[INFORMATION SHOWN — start]

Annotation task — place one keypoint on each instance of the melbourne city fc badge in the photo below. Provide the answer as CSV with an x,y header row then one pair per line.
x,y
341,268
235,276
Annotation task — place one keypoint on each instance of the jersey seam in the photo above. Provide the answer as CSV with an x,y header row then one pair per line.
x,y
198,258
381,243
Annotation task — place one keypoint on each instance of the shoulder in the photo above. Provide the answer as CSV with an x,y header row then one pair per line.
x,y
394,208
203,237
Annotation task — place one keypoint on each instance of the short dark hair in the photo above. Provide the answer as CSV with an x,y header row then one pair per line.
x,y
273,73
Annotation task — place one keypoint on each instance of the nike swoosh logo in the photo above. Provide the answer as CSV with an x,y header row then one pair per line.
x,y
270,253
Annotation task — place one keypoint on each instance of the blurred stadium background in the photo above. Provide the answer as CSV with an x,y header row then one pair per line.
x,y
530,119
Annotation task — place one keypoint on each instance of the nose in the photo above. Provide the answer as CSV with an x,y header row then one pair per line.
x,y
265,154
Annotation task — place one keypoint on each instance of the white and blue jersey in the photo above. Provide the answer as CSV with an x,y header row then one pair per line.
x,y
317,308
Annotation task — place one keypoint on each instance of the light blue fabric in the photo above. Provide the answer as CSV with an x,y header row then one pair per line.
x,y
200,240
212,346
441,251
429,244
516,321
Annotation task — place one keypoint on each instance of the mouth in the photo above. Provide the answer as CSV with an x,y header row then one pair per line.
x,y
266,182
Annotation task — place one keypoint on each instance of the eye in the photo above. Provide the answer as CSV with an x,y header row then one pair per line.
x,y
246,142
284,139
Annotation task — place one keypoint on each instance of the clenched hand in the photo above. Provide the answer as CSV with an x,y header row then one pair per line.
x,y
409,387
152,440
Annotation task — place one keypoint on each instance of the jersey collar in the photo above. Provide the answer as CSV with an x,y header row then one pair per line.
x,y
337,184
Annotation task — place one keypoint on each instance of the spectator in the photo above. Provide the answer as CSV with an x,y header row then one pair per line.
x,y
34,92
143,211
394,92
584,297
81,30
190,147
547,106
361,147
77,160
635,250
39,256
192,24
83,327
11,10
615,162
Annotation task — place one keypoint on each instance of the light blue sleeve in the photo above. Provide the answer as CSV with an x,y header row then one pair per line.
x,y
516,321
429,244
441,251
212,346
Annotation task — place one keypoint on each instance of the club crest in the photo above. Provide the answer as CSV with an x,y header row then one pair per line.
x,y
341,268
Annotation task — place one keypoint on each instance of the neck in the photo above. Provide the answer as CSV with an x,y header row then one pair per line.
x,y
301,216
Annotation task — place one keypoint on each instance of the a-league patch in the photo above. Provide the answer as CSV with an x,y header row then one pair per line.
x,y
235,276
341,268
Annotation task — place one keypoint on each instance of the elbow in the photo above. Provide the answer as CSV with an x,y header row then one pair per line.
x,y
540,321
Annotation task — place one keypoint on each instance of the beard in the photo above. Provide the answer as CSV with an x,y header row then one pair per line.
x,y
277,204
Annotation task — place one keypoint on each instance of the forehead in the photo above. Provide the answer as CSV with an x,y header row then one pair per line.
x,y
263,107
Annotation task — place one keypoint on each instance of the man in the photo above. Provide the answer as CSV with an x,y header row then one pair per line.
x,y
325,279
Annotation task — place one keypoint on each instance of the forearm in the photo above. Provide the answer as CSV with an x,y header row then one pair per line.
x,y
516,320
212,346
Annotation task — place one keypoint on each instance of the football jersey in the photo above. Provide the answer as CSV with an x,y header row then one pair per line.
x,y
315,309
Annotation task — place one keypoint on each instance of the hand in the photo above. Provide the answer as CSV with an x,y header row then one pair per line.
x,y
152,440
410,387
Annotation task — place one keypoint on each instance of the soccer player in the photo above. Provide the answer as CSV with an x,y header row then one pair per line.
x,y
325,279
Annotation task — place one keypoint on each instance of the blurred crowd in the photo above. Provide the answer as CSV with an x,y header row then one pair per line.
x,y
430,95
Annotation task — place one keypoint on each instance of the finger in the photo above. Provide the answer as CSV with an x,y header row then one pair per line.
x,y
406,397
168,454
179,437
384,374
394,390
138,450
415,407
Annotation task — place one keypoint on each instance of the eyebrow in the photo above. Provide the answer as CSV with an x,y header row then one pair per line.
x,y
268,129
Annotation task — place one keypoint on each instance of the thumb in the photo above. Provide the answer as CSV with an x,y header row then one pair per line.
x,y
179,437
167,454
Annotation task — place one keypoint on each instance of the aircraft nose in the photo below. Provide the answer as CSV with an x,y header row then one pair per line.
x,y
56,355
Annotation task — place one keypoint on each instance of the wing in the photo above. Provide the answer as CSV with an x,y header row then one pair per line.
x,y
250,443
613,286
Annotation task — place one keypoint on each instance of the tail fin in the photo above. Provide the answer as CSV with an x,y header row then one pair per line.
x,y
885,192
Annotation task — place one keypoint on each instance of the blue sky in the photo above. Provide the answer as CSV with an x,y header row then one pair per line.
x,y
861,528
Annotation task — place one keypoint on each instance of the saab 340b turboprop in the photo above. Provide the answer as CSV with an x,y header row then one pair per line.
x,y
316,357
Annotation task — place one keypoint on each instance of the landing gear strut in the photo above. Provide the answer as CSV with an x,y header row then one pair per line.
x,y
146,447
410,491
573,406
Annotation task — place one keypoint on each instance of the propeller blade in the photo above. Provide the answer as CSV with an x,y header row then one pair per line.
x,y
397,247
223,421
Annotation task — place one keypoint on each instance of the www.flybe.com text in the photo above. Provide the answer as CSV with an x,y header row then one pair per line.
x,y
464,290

[INFORMATION SHOWN — finish]

**ACTIVITY:** Reproduce the whole listing above, word for word.

**YOUR RESPONSE:**
Annotation task — place one keypoint on each instance of the melbourne city fc badge in the photo below. Provide the answer as CSV with an x,y header row then one pair per line.
x,y
341,268
235,276
Annotation task — place one keypoint on each instance of the jersey seam in the photo above. Provide the answer as CSV with an x,y header row then one pair per line.
x,y
198,258
381,243
Annotation task — place one keypoint on each instance of the shoulder in the photo above. Provide the answer as CSV with an x,y header row then one pair per line.
x,y
394,208
203,237
Annotation task — place one keypoint on each instance of the short dark hair in the photo above. Provide the answer as CSV with an x,y header row then one pair per line.
x,y
273,73
Annotation task — place one keypoint on each instance of the nike swoosh logo in the photo above. Provide the answer as CSV with an x,y header row then one pair per line.
x,y
270,253
Annotation task — place one keypoint on each instance of the blurred stadium background in the photo above. Provide the answer as CSV with an x,y header row then one pair per line.
x,y
530,119
Annotation task — place one keypoint on each instance of the nose in the photo above. Provide the answer as CSV with an x,y header row then one pair per line.
x,y
265,154
Annotation task — place one keypoint on each instance of the white and blue jersey in the photo above. Provide the answer as CSV with an x,y header row then one pair per line.
x,y
317,308
Annotation task — place one keypoint on each instance of the light blue fabric in the photo above. Provide the answer as CSV with an x,y header row then one pair per line.
x,y
200,240
212,346
441,251
429,244
516,321
Annotation task — place one keypoint on each instance of the mouth in the photo above. Provide the answer as CSV with an x,y header row then one pair per line.
x,y
266,182
Annotation task — place one keypoint on each instance of the eye in the photo above. Provide the answer as CSV with an x,y header row then one pair per line.
x,y
246,142
284,139
Annotation task — place one keypoint on each instance of the clenched hand in the photo above. Provide the answer as CSV with an x,y header row then one pair per line.
x,y
409,387
152,440
Annotation task — place one keypoint on each instance of the jersey collar in the photo above. Provide the answer as CSV with an x,y header row then one pair per line.
x,y
337,184
Annotation task — place one keypoint on each instance of the spectator in the photo above. Provide the answer as CSV with an x,y header row then one pair per line.
x,y
34,92
143,211
394,92
584,297
81,30
190,147
547,106
361,147
77,160
635,250
39,256
192,24
83,327
11,10
615,162
Annotation task — place one keypoint on each instance of the light blue sleeve in the photo above. Provide the answer as CSV with an x,y header row then one pair per line.
x,y
516,321
429,244
441,251
212,346
Annotation task — place one keypoint on each instance of the club crest in the photo above. Provide the answer as CSV with an x,y header row then one pair per line.
x,y
341,268
Annotation task — place one keypoint on each instance of the neck in the photo above. Provide the answer as CSV with an x,y header row then one pair per line.
x,y
301,216
Annotation task — place one keypoint on each instance of the a-league patch in the photo above. Provide the answer as CSV with an x,y header row then one pair per line.
x,y
235,276
341,268
Annotation task — place one keypoint on each instance of the elbow in the photo above. Provide the answer as CSV with an x,y header row then one pair per line.
x,y
540,321
Annotation task — place one keypoint on each instance of the beard in the photo above. Provide the answer as CSV with an x,y header row then one pair per line.
x,y
277,204
Annotation task — place one keypoint on each instance of the forehead in the photo above. Provide the answer as CSV with an x,y header row then one pair per line.
x,y
263,107
Annotation task — place one keypoint on each instance of the man in the photo above. Provide the answer as CSV with an x,y header row then one pair per line.
x,y
325,279
Annotation task — place one keypoint on each instance of the forearm in the photo above. Provide the answer as CSV with an x,y header row then one pair per line.
x,y
516,320
212,346
Annotation task — place one keypoint on each instance of the football jersey in the photo above. Provide the answer as CSV with an x,y header row then one pair per line.
x,y
315,309
Annotation task — place one keypoint on each instance of the hand in the photo above. Provide the answer as CSV with an x,y header row then one pair per line.
x,y
152,440
410,387
Annotation task — place one keypoint on each instance of the soccer player in the photo above. Provide the answer as CSV with an x,y header row then one pair per line.
x,y
325,279
Annotation task — place one keypoint on each instance of the blurred crowd in the photo above. Provide the answer as CSV with an x,y header row then one pair per line.
x,y
430,95
Annotation task — place one keypoint on each instance of the finger in the photo above. Provide the answer as CSV with an x,y header row then one pair per line.
x,y
406,397
168,454
179,437
384,374
394,390
138,450
415,407
Annotation task — place one keypoint on each instance of the eyebrow in the photo above. Provide the answer as CSV with an x,y header row then one pair per line.
x,y
268,129
Annotation task — place one keypoint on each instance of the thumb in the photo above. Provide the answer as CSV with an x,y header row then one pair per line.
x,y
179,437
167,454
Annotation task — place one keypoint on each instance of the aircraft nose in the photo below. Provide the answer as CSV with an x,y header row then one pair per line.
x,y
56,355
Annotation task — place one keypoint on each instance of the wing in the photo above. Provide the answer as CSV with an x,y header row then one pair per line.
x,y
250,443
613,286
Annotation task — place one keypoint on each instance of the tail fin in the photo above. Provide the answer as CSV with an x,y header row then one pair per line.
x,y
885,192
Annotation task — place one keypoint on each instance of the blue sky in the photo above. Provide the answer as CSV with an x,y header row then one pair per line.
x,y
861,528
Annotation task — place one keypoint on each instance of the saab 340b turboprop in the photo above. Provide the answer as CSV with an x,y header row then one pair per line.
x,y
316,357
Annotation task — place one keypoint on each instance of the landing gear strut in the photo above. Provide the answer as CSV with an x,y header row then one pair per line.
x,y
146,447
410,491
573,406
Annotation task — place one keypoint on each instance of the propeller blade in the photo above. Provide the answer as CSV with an x,y header row then one pair per line.
x,y
397,247
223,421
Annotation task — place one keypoint on each instance of the www.flybe.com text in the photo above. Provide the answer as CSV with an x,y header row then one pair per line.
x,y
464,290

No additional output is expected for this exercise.